◆ Source passage ◆
━━━━━━━━
A case may be reopened in the court in which such case was closed to administer assets, to accord relief to the debtor, or for other cause.

In analyzing the matter at hand, this Court must strike a balance between the rights of these creditors on the one hand and the policy of the fresh start afforded to Debtor by operation of Chapter 7 of the Bankruptcy Code. See In re Beezley, 994 F.2d 1433, (9th Cir.1993). Congress, by its enactment of 11 U.S.C. § 350(b), has evidenced its intent that the courts, in considering the reopening of a case, should consider, as paramount, the relief accorded to the debtor — i.e. discharge.

B. Debtor's Intent

The first issue — whether debtor's intent in failing to schedule a claim is relevant to a bankruptcy court's decision to reopen a case in which there are no assets and no bar date — has recently been decided by the United States Court of Appeals for the Tenth Circuit in In re Parker, 313 F.3d 1267 (10th Cir.2002), petition for cert. filed, 71 U.S.L.W. 3699 (U.S. Apr. 25, 2003) (No. 02-1568). In that case, the Tenth Circuit recognized that the courts are split between applying equitable principles which include consideration of the debtor's intent, or a more mechanical analysis which does not take into consideration of the debtor's intent. Id. at 1268. The Court concluded that the more mechanical approach was "better reasoned and more faithful to the language of the Bankruptcy Code." Id. (quoting the lower court in Watson v. Parker (In re Parker), 264 B.R. 685, 694 (10th Cir. BAP 2001)).
━━━━━━━━
◆ Raw data ◆
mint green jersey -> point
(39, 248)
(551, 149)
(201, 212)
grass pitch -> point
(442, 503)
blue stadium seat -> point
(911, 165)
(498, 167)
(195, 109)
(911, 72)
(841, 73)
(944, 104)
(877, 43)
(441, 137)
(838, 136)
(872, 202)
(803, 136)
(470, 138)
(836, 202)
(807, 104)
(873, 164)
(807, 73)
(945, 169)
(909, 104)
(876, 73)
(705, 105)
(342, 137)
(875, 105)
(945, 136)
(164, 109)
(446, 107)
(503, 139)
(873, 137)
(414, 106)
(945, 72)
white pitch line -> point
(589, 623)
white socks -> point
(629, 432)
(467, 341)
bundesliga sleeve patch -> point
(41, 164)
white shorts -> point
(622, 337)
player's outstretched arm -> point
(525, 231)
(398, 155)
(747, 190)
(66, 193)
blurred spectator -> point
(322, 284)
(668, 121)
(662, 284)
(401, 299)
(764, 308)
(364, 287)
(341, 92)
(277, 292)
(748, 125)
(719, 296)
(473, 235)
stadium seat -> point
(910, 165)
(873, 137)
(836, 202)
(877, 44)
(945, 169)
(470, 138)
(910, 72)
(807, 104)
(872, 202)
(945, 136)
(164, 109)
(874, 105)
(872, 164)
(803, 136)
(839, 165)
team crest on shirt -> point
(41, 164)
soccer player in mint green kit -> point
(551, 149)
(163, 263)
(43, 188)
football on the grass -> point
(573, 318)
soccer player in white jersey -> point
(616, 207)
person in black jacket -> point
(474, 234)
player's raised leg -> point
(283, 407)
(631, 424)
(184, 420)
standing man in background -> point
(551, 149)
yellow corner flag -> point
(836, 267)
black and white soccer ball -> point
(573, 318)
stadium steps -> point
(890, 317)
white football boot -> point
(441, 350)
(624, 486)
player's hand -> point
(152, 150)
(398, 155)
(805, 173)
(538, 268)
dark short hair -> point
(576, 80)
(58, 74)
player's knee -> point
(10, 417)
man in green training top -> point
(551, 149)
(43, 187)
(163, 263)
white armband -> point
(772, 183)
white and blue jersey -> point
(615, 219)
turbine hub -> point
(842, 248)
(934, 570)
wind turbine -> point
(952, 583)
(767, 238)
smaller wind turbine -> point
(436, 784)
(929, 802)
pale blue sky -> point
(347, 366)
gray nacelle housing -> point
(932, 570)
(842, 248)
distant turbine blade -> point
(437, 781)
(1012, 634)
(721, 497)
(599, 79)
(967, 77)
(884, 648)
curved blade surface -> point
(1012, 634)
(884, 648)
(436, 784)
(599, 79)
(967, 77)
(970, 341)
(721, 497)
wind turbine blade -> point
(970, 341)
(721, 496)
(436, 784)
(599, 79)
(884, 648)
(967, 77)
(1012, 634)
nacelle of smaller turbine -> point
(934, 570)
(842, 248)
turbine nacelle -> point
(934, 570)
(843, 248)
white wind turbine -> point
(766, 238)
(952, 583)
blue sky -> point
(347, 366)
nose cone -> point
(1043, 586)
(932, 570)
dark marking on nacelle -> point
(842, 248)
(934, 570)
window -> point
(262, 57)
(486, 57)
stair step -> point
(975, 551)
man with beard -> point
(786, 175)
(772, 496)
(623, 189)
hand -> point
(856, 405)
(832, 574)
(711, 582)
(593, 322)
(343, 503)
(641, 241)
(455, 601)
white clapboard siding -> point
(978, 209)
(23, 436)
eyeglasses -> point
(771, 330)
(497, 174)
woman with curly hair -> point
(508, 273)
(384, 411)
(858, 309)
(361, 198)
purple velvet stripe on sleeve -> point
━━━━━━━━
◆ Exercise requirements ◆
1/ From the passage on reopening bankruptcy cases, extract the text starting with "In analyzing the" and going on through "debtor — i.e. discharge.".
2/ In the passage on reopening bankruptcy cases, which approach did the Tenth Circuit conclude was "better reasoned and more faithful to the language of the Bankruptcy Code"?

◆ Solutions by task ◆
1/
In analyzing the matter at hand, this Court must strike a balance between the rights of these creditors on the one hand and the policy of the fresh start afforded to Debtor by operation of Chapter 7 of the Bankruptcy Code. See In re Beezley, 994 F.2d 1433, (9th Cir.1993). Congress, by its enactment of 11 U.S.C. § 350(b), has evidenced its intent that the courts, in considering the reopening of a case, should consider, as paramount, the relief accorded to the debtor — i.e. discharge.

2/ The more mechanical analysis, which does not take the debtor's intent into consideration.